> _Task requirements_: Nothing may be dropped or altered: reproduce all the data.

Source data:
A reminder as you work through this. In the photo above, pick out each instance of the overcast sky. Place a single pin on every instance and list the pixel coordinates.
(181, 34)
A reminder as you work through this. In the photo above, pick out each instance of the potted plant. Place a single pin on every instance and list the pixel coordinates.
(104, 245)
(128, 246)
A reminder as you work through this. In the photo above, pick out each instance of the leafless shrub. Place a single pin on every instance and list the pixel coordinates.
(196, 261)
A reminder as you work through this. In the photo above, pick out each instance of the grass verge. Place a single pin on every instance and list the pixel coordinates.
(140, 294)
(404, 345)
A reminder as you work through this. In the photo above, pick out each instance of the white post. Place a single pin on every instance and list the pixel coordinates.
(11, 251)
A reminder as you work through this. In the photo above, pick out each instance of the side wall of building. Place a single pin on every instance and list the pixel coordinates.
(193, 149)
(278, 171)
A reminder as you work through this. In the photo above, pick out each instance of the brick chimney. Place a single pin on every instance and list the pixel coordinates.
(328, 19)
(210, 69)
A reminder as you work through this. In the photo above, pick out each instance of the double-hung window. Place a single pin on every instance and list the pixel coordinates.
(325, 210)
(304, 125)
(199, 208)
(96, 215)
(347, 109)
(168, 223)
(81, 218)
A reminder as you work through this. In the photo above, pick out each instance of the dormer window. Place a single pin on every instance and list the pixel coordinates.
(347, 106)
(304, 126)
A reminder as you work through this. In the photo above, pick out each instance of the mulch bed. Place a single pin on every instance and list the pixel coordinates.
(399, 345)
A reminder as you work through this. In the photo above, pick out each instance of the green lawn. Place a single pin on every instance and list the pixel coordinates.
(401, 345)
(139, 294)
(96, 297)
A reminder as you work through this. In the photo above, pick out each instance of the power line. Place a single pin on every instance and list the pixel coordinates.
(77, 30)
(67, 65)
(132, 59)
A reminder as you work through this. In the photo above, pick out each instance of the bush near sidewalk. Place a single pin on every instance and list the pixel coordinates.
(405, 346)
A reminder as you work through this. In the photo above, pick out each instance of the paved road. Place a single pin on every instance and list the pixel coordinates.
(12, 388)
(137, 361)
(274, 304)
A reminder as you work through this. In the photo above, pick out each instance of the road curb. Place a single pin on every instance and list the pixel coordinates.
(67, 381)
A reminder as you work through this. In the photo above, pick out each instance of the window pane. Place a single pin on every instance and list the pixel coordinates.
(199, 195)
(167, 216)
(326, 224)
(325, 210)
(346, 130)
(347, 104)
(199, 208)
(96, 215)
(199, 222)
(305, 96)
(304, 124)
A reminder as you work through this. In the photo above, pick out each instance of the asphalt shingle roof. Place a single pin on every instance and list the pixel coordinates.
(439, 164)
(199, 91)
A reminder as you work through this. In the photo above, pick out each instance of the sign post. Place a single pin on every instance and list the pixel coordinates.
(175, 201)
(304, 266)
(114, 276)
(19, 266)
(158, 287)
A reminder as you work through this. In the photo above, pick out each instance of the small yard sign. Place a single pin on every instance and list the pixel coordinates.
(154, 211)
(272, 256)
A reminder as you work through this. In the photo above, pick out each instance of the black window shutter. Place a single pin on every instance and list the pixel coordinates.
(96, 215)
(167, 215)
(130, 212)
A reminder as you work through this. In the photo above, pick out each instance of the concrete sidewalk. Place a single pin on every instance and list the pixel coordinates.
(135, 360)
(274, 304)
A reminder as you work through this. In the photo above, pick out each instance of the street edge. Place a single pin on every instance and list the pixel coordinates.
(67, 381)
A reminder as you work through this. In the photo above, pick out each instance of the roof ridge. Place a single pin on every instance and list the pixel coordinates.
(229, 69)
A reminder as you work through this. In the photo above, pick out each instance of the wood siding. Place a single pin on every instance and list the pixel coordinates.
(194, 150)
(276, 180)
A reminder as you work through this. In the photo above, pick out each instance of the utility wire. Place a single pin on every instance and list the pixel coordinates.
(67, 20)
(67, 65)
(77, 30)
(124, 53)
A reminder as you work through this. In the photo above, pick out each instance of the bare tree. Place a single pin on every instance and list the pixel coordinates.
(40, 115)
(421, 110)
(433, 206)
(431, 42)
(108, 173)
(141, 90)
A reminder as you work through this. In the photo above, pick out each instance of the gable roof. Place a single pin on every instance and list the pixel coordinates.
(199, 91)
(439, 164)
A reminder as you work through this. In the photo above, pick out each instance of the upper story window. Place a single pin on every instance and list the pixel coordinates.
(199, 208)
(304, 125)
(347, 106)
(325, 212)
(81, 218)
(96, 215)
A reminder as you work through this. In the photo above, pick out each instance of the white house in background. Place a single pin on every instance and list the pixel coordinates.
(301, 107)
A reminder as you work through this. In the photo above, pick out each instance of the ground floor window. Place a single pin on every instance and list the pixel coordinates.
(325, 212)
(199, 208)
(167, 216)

> _Answer to this problem_:
A reminder as you work through this. In the photo above, pick out each instance of the overcast sky. Place a single pin on every instance and list the pixel coordinates.
(181, 34)
A reminder as you work through this. In the photo above, pick out each instance of the potted plant. Place a single pin on every instance and list the pixel coordinates.
(104, 245)
(128, 246)
A reminder as you work through this. In the photo above, pick out each instance of the leafless shrub. Place a single pin on every instance and list the pixel coordinates.
(196, 261)
A reminder as you work through this. In the photo above, pick out each instance of the grass verge. Place a single pin on every instance and list the pixel coordinates.
(140, 294)
(404, 345)
A reminder as you work through this. In the photo above, pick out each instance of the white post. Place a single pin on every instance and list the pixel coordinates.
(11, 251)
A reminder as you work through this. In the photo above, pick out each instance of the side wall of building. Place a single pin on every instance and list the pixel coordinates.
(193, 149)
(278, 171)
A reminder as you work through this. In the photo above, pick out each instance of the brick chimney. Place a single pin on every instance and list the pixel coordinates.
(328, 19)
(210, 69)
A reminder as you work through this. In the photo above, pick out each instance of the double-hung window. Place a single pin on every instance and list the pixel coordinates.
(325, 210)
(304, 125)
(199, 208)
(96, 215)
(347, 109)
(168, 223)
(81, 218)
A reminder as you work through this. In the photo above, pick out each instance of the dormer window. Place a single pin on every instance and list the pixel coordinates.
(347, 106)
(304, 126)
A reminder as you work through this. In the photo above, pick out each instance of the mulch bed. Place a single pin on every instance and list the pixel coordinates.
(399, 345)
A reminder as you work through this. In the photo above, pick out each instance of the green lawn. Place a single pin on every instance and list the pixel coordinates.
(401, 345)
(139, 294)
(96, 297)
A reminder as you work through this. In the photo above, pick out each instance of the power line. Place a single pin on every instance and list the pixel coordinates.
(77, 30)
(67, 65)
(132, 59)
A reminder as you work through this. In the photo above, pick out each instance of the bush near sidewalk. Place a single pin on every instance and list the pixel coordinates.
(405, 346)
A reminder as you work through this. In the photo above, pick out each instance of the paved road. Place a single pin on every instance and list the pixel coordinates.
(12, 388)
(137, 361)
(274, 304)
A reminder as you work through this. In the photo above, pick out each instance of the road curb. Place a single pin on every instance and list the pixel coordinates.
(67, 381)
A reminder as you work through this. In the photo above, pick out each instance of the window pane. Place a single pin on every instance and list the pixel coordinates.
(199, 195)
(167, 216)
(326, 224)
(325, 210)
(346, 130)
(347, 104)
(199, 208)
(96, 215)
(199, 222)
(305, 96)
(304, 124)
A reminder as you work through this. In the photo above, pick out each instance of the asphalt shingle roof. Place a single pin on every instance and list the pixel coordinates.
(439, 164)
(199, 91)
A reminder as you work through this. In the photo above, pick out each instance of the sign post. Place a single pin on every instance and list the pixel coordinates.
(175, 201)
(304, 266)
(114, 276)
(19, 266)
(158, 287)
A reminder as you work through this. In the photo above, pick out each instance of the small yard sign. Place a single pin on every instance and list the pixel coordinates.
(154, 211)
(272, 256)
A reminder as you work through this. In the photo above, pick out each instance of the black window shutter. Place a single pin on every instance and list the pixel coordinates.
(96, 215)
(167, 215)
(130, 212)
A reminder as you work through this. In the photo above, pick out each instance of the concrete sidewalk. Place a single pin on every instance and list the pixel coordinates.
(135, 360)
(274, 304)
A reminder as you work through this. In the photo above, pick out each instance of the street edge. Place a single pin on every instance and list the pixel coordinates.
(67, 381)
A reminder as you work through this. In the photo above, pick out each instance of the roof ridge. Place a single pin on every instance and list the pixel coordinates.
(229, 69)
A reminder as you work through this. In the photo above, pick out each instance of the wood siding. Place a single pin on every instance and list the pixel coordinates.
(194, 150)
(276, 180)
A reminder as you work through this. In the photo above, pick out each instance of the utility wire. Place a single pin on every instance and list the pixel coordinates.
(67, 20)
(67, 65)
(77, 30)
(124, 53)
A reminder as you work through this. In the photo above, pick out each instance of the bare tree. Place a single pin on every instance and list the pixel coordinates.
(40, 115)
(421, 110)
(433, 206)
(431, 42)
(108, 173)
(141, 90)
A reminder as you work through this. In the photo above, pick out each instance of the gable roof. Place a single pin on every instance and list the pixel coordinates.
(199, 91)
(439, 164)
A reminder as you work through this. In the photo above, pick out each instance of the upper story window. Place a single pin on every instance and list the pixel coordinates.
(199, 208)
(304, 125)
(347, 106)
(325, 212)
(81, 218)
(96, 215)
A reminder as you work through this. In the photo above, pick out each instance of the white house in background. Place a single pin on every instance and list the pixel coordinates.
(301, 107)
A reminder as you work through this. In the photo above, pick out each instance of the ground floor window. Place a single pin on every instance and list the pixel coordinates.
(325, 212)
(199, 208)
(167, 216)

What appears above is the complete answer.